:: DO THIS ::
Find each line in the records below that contains the word "dark", and copy those lines.

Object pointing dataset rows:
________________________________________

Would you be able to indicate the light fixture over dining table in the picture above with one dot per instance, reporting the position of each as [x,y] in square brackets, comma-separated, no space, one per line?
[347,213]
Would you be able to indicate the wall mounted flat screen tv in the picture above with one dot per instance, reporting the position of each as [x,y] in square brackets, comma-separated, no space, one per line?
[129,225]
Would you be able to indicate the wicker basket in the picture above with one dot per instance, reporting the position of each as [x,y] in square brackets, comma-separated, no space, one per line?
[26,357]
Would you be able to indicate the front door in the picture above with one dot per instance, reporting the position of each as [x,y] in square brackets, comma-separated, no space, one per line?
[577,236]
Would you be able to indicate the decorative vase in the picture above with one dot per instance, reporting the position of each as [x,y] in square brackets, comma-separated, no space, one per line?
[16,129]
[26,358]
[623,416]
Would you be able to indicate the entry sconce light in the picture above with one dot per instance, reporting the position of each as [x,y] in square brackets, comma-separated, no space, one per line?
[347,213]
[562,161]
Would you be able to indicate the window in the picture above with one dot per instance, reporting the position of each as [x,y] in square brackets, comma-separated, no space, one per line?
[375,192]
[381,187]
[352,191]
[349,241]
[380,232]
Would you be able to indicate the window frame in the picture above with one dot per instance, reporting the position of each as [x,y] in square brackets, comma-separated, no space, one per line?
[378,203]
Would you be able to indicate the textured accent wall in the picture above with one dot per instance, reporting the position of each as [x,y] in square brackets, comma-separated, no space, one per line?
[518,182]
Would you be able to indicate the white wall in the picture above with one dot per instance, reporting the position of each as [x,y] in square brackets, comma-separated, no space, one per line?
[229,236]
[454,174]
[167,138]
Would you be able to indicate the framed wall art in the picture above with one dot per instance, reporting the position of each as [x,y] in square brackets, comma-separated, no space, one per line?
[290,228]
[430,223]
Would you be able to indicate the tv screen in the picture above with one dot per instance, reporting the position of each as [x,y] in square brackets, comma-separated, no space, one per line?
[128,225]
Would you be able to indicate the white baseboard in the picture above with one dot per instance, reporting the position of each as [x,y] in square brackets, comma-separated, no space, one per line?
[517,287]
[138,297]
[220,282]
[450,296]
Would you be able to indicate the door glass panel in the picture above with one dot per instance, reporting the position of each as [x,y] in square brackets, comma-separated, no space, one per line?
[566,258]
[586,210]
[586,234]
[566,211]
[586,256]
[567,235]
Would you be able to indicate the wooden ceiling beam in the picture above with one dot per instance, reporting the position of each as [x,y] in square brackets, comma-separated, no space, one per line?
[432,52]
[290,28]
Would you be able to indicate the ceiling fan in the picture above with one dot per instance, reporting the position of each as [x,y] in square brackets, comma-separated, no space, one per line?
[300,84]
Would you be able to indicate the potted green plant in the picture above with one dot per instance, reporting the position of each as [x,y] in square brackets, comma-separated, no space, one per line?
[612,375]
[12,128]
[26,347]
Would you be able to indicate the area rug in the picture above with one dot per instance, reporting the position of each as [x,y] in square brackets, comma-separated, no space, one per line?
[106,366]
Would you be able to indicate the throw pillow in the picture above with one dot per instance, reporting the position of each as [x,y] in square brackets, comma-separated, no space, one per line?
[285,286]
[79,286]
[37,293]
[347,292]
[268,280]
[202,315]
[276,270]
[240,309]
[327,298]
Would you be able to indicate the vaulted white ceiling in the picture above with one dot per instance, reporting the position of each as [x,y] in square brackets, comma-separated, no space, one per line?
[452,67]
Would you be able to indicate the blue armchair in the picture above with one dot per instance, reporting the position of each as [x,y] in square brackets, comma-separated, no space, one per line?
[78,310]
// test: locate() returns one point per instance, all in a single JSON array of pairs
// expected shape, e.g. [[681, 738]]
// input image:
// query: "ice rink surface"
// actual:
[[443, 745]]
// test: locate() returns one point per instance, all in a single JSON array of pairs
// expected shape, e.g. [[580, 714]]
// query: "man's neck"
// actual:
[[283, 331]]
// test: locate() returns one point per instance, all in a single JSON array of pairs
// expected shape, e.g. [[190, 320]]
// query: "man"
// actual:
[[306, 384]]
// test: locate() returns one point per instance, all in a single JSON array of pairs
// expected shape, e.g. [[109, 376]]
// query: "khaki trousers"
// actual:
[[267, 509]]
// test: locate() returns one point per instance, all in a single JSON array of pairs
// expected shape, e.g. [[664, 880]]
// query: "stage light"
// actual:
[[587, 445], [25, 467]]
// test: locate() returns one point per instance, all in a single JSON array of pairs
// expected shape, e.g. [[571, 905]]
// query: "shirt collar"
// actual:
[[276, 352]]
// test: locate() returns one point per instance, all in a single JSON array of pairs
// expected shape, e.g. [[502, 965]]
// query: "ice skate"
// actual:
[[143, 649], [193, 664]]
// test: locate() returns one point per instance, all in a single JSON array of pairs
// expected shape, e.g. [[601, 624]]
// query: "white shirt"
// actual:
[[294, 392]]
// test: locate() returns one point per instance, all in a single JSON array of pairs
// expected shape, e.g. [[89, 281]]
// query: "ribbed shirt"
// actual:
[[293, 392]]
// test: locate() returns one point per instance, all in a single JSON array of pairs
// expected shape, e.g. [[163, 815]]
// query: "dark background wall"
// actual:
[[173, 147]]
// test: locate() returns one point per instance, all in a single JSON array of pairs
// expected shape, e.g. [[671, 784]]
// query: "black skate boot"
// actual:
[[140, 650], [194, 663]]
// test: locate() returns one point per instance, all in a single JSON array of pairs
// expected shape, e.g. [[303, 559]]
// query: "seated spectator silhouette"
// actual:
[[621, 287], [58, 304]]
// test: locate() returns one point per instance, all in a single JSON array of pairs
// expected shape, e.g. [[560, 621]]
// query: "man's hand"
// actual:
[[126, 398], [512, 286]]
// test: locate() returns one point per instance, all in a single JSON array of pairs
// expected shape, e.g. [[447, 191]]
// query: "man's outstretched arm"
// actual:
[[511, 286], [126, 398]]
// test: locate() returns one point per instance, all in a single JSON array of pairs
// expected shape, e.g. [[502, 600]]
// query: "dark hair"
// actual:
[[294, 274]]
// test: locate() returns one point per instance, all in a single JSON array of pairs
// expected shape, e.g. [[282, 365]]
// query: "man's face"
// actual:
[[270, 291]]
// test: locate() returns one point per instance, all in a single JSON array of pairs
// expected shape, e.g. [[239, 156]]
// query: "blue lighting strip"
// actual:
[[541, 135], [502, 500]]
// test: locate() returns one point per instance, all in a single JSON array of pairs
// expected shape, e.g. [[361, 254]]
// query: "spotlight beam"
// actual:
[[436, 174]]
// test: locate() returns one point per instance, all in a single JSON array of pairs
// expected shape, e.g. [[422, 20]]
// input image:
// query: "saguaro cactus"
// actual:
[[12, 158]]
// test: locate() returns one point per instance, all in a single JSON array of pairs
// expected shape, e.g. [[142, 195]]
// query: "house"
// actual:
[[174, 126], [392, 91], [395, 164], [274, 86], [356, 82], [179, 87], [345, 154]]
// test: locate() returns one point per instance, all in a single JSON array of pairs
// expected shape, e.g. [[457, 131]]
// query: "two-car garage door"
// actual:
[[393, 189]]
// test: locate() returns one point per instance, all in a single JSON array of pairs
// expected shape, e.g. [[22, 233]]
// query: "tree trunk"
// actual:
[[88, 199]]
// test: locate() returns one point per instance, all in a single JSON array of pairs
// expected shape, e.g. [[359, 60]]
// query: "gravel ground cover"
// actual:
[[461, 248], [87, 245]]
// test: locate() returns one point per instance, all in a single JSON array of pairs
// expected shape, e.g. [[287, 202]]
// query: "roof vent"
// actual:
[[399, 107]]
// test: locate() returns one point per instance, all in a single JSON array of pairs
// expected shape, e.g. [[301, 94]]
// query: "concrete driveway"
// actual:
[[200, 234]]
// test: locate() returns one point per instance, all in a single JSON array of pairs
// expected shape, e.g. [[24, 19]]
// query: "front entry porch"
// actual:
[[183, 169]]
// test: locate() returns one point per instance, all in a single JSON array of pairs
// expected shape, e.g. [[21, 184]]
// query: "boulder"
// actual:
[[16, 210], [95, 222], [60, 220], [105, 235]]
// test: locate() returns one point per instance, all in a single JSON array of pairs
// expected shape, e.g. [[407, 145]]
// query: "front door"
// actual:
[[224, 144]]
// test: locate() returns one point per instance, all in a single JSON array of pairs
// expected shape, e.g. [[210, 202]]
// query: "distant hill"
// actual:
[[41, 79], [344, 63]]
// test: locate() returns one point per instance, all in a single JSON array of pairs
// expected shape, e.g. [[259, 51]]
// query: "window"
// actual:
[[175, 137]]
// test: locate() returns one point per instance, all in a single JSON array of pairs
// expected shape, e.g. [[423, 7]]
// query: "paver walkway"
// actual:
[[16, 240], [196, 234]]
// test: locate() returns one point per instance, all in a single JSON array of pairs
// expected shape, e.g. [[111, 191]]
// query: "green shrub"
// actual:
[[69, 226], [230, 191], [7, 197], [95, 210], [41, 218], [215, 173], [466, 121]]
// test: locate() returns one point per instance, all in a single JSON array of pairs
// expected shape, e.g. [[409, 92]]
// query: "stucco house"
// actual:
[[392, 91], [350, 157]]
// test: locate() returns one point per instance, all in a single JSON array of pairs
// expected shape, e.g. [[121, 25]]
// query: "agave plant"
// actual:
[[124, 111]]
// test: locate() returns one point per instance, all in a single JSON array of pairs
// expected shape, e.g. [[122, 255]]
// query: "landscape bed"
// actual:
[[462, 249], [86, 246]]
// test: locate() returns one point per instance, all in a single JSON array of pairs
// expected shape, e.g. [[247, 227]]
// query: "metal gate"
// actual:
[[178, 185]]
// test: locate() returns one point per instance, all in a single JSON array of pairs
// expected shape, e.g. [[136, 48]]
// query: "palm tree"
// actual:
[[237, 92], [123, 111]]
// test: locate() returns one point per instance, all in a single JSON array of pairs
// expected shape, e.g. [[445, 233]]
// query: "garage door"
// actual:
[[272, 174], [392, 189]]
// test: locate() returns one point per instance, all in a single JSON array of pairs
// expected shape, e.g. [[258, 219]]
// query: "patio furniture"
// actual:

________________________________________

:: RESULT BELOW ::
// query: "dark background wall"
// query: "dark hair"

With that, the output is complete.